§ PROBLEM REQUIREMENTS: Update every row below by changing "divided by" to "separated by", and reproduce everything else unchanged.

§ THE DATA:

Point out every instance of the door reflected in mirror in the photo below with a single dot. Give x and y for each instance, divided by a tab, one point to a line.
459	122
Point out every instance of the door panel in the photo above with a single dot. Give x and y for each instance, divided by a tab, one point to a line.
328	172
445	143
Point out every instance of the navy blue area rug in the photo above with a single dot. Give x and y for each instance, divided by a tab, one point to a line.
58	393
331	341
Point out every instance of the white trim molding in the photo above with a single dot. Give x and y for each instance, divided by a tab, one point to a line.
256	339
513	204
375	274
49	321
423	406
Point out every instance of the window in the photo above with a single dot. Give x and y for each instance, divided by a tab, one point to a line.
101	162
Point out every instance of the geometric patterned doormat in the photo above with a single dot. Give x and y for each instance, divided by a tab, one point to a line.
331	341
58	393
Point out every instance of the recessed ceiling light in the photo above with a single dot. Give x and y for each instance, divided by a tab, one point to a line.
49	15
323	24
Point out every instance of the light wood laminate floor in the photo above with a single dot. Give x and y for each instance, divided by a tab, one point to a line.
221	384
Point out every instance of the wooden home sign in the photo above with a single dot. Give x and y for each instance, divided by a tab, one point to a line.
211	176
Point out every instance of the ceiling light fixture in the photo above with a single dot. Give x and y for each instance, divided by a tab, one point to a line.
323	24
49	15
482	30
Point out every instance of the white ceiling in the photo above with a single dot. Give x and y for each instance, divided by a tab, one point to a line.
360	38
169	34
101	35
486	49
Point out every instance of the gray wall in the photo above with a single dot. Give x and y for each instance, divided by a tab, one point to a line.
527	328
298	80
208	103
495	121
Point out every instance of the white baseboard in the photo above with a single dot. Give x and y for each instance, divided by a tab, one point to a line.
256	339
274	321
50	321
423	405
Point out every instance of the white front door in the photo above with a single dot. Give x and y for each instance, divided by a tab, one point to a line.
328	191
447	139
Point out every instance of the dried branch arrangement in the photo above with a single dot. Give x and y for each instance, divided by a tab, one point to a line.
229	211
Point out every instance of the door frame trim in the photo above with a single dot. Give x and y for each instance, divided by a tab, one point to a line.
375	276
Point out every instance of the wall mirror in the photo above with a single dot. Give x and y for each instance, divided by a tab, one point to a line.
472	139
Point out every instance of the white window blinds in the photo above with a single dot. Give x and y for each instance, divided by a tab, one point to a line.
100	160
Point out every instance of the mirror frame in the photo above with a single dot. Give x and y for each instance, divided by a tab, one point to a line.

§ EXERCISE RESPONSE:
Point out every instance of the door reflected in mirror in the photo below with a single dot. Give x and y for each instance, separated by a tab, one point to a line.
459	122
Point out every instance of the door panel in the photo above with a single dot. Give x and y for each instance, separated by a tab, one point to a line.
328	172
445	143
Point out every instance of the navy blue area rug in the photo above with a single dot. Give x and y for each instance, separated by a tab, one point to a line.
58	393
331	341
Point out every instance of the white trim molding in the photo above with a single dot. Give x and y for each instance, separated by a tab, one point to a line.
256	339
513	204
375	274
49	321
423	406
Point out every instance of the window in the photo above with a single dot. Give x and y for each instance, separated by a tab, one point to a line.
101	162
Point out every instance of the geometric patterned doormat in the photo above with a single dot. Give x and y for each instance, separated by a tab, one point to a line.
331	341
58	393
Point out every instance of the recessed ceiling light in the photo above with a single dot. Give x and y for each instance, separated by a tab, one point to a line.
49	15
323	24
Point out every instance of the light wood laminate floor in the photo above with a single dot. Give x and y for each instance, separated by a tab, one point to a line.
221	384
Point out every instance of the wooden home sign in the photo above with a single dot. Give x and y for each instance, separated by a tab, one point to a line.
211	176
Point out every instance of the ceiling light fixture in the photo above with a single dot. Give x and y for each instance, separated by a tab, one point to a line.
323	24
49	15
482	30
Point out every instance of the white ceiling in the photo above with a single dot. Give x and y for each instance, separated by a tab, one point to a line.
360	38
169	34
101	35
486	49
Point out every instance of the gray wall in the photo above with a single dot. Give x and y for each instance, separated by a tab, one point to a line.
527	328
298	80
208	103
495	121
Point out every instance of the white baseboard in the photo above with a single dot. Give x and y for each instance, separated by a tab, one point to a line.
256	339
274	321
50	321
423	405
Point out every instance of the white front door in the photo above with a single dot. Give x and y for each instance, separated by a tab, one point to a line.
328	191
447	139
Point out every instance of the dried branch arrangement in the photo above with a single dot. Give x and y for each instance, separated by a tab, one point to a line.
229	211
Point out every instance of the door frame trim in the photo above with a single dot. Give x and y for each instance, separated by a tab, one point to a line.
375	276
Point out every instance of the wall mirror in the photo above with a single dot. Give x and y for each instance, separated by a tab, one point to a line.
472	139
Point out every instance of the white window blinds in the photo above with a single dot. Give x and y for each instance, separated by a tab, one point to a line.
100	160
Point out every instance of the mirror frame in the photo above with a single dot. Give x and y for each instance, separated by a tab, one point to a line.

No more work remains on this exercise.